What the task asks: Quote all of the entries word for word.

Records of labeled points

++++++++++

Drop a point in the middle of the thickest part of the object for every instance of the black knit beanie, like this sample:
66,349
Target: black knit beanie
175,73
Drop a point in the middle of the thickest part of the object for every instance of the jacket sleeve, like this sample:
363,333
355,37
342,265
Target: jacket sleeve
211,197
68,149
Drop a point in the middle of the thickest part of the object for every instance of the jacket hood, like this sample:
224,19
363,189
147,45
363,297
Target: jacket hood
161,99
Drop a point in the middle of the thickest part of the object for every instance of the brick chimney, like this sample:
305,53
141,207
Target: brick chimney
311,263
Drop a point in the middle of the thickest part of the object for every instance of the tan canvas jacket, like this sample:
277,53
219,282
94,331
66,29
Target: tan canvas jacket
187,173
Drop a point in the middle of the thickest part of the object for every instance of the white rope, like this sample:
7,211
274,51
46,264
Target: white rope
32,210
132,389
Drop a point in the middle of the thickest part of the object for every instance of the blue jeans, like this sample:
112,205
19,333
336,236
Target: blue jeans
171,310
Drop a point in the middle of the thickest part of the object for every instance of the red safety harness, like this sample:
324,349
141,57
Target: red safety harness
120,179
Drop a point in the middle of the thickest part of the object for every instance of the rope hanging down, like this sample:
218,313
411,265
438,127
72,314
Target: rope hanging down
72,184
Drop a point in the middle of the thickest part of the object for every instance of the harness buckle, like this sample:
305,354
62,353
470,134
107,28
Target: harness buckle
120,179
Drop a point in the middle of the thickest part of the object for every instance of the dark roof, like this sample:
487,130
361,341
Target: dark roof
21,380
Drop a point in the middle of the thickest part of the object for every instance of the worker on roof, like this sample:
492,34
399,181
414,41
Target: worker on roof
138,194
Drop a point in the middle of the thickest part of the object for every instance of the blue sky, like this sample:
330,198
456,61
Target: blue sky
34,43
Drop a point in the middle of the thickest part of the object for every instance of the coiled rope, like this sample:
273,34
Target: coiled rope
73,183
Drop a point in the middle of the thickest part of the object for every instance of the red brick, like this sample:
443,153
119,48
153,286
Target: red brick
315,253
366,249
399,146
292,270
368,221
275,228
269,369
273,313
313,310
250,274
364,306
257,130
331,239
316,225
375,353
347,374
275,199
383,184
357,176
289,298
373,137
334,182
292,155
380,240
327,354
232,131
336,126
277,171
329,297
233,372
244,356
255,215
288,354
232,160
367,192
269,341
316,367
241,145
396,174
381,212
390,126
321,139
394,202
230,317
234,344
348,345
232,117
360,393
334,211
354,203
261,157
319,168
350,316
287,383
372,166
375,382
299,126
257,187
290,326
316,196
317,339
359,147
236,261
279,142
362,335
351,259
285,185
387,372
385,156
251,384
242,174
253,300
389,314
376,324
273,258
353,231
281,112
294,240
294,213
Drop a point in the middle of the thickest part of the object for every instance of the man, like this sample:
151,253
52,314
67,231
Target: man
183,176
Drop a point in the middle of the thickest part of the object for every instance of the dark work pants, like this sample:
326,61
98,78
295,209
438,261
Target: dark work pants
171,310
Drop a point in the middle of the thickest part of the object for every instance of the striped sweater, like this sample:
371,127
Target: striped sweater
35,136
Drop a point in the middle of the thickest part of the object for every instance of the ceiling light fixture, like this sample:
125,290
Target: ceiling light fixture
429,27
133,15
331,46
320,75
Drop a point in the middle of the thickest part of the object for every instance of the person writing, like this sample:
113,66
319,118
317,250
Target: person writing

++++++++++

In response:
Drop a point in the middle of the thickest part of the object for every instance of the black knit beanie, like this sample:
66,349
Target: black knit beanie
175,73
Drop a point in the middle of the thickest part of the object for every instance of the jacket sleeve, like this sample:
363,333
355,37
342,265
Target: jacket sleeve
211,197
68,149
Drop a point in the middle of the thickest part of the object for every instance of the jacket hood, like this sample:
224,19
363,189
147,45
363,297
Target: jacket hood
161,99
Drop a point in the middle of the thickest part of the object for every instance of the brick chimney, like this sample:
305,53
141,207
Target: brick chimney
311,263
Drop a point in the middle of the thickest part of the object for every instance of the tan canvas jacket, like this sample:
277,53
219,282
94,331
66,29
Target: tan canvas jacket
187,173
Drop a point in the middle of the thickest part of the object for every instance of the white rope, like this sample:
7,211
274,51
46,264
Target: white rope
32,210
132,389
Drop a point in the middle of the thickest part of the object for every instance of the blue jeans, like this sample:
112,205
19,333
336,236
Target: blue jeans
171,310
Drop a point in the middle of the thickest part of the object for every instance of the red safety harness, like this sample:
324,349
141,57
Target: red safety harness
120,179
Drop a point in the middle of the thickest part of the object for every instance of the rope hanging down, like this sample:
218,313
411,265
438,127
72,314
Target: rope hanging down
72,184
Drop a point in the middle of the thickest part of the object for every instance of the harness buckle, like this sample:
305,354
62,353
470,134
107,28
Target: harness buckle
120,179
Drop a point in the middle of the thickest part of the object for every instance of the dark roof, like this sample:
487,130
361,341
Target: dark roof
21,380
Drop a point in the middle of the thickest part of the object for every instance of the worker on roof, like this sample:
492,34
399,181
414,41
Target: worker on roof
138,194
Drop a point in the middle of the thickest part of the object for every instance of the blue sky, like this sample:
330,198
456,61
Target: blue sky
34,43
Drop a point in the middle of the thickest part of the object for every instance of the coiled rope, like this sample:
273,34
Target: coiled rope
73,183
Drop a point in the middle of the thickest part of the object for every instance of the red brick, like this sample:
443,153
119,48
153,286
Target: red brick
315,253
366,249
399,146
292,270
368,221
275,228
269,369
273,313
313,310
250,274
364,306
257,130
331,239
316,225
375,353
347,374
275,199
383,184
357,176
289,298
373,137
334,182
292,155
380,240
327,354
232,131
336,126
277,171
329,297
233,372
244,356
255,215
288,354
232,160
367,192
269,341
316,367
241,145
396,174
381,212
390,126
321,139
394,202
230,317
234,344
348,345
232,117
360,393
334,211
354,203
261,157
319,168
350,316
287,383
372,166
375,382
299,126
257,187
290,326
316,196
317,339
359,147
236,261
279,142
362,335
351,259
285,185
387,372
385,156
251,384
242,174
253,300
389,314
376,324
273,258
353,231
281,112
294,240
294,213
Drop a point in the middle of the thickest part of the object for every instance of the man, like this sample:
151,253
52,314
67,231
Target: man
183,176
Drop a point in the middle of the thickest part of the object for every instance of the dark work pants, like this sample:
326,61
98,78
295,209
438,261
Target: dark work pants
171,310
Drop a point in the middle of the thickest part of the object for every instance of the striped sweater, like this sample:
371,127
Target: striped sweater
35,136
Drop a point in the middle of the thickest part of the object for every instance of the ceiling light fixture, like this sample:
125,290
Target: ceiling light fixture
429,27
133,15
331,46
320,75
Drop a point in the middle of the thickest part of the object for every instance of the person writing, like this sample:
113,66
319,118
317,250
Target: person writing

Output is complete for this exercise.